### Цель задания
От чего, согласно отрывку о няне, умерла Прасковья Андреевна Матвеева?

### Отрывок текста
------------------------------------------------------------------------
В первые годы нашей харбинской жизни была еще жива няня Прасковья Андреевна Матвеева, уроженка Новгородской губернии, взятая в дом незадолго до моего появления на свет. Летом 1919 года в Омске я болела дифтеритом, мать сидела около меня, а няня, обливаясь слезами, обегала все аптеки города и чистым чудом достала сыворотку. Няня, впрочем, позже уверяла, что не сыворотка спасла меня, а образок Пантелеймона Целителя, который она тогда повесила мне на шею, и я долго его носила, где-то он теперь? Когда нас везли из Омска в сыпнотифозном вагоне, у няни, боявшейся заразиться, внезапно поднялась температура (бывает, говорят, нервный сыпной тиф), но, к счастью, у меня заболел живот, и няня забыла о себе... Она умерла от воспаления легких в темные декабрьские дни 1921 года... "Как мне жаль няню Пашу! - писала из Москвы моя бабушка в феврале 1922 года.- Как бы хотелось увидеть ее, как бы хотелось знать, что она отдохнула душой на родной стороне! Завтра помяну бедную Прасковью, умевшую любить до конца, завершившую своей смертью преданность своим питомицам. Сегодня у всенощной мне все вспоминалась она, с ее суетой, благочестием и такой теплой душой, да будет ей легка чужая, далекая земля! Горячо {62} молилась сегодня за вас, за наше будущее свидание, за спасение страждущей державы Российской так молится сейчас наша церковь. Я хожу в церковь Старого Пимена, что на Воротниках. Поют чудно, на манер Архангельских хоров, аккордами. Так хорошо постоять в церкви, под звуки знакомых песнопений, подумать обо всем былом, обо всех отсутствующих и о стольких отошедших. Сколько же, Господи, утрат за эти годы!"
------------------------------------------------------------------------
### Показанные данные
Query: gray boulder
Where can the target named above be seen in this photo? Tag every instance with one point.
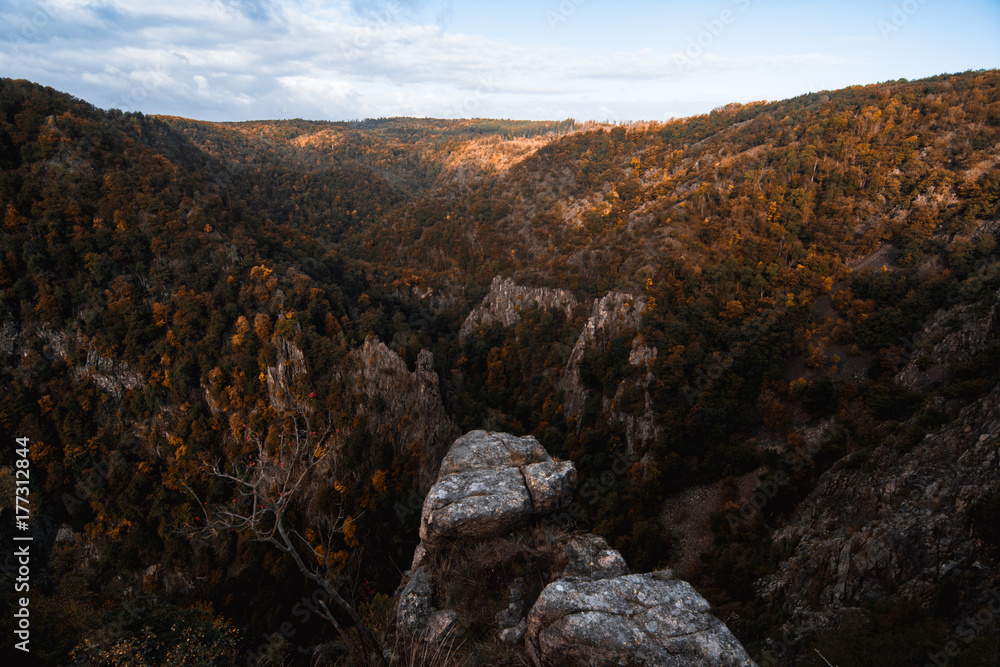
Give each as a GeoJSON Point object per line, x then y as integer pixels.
------------------------------------------------------------------------
### Ответ ниже
От воспаления легких, в декабре 1921 года.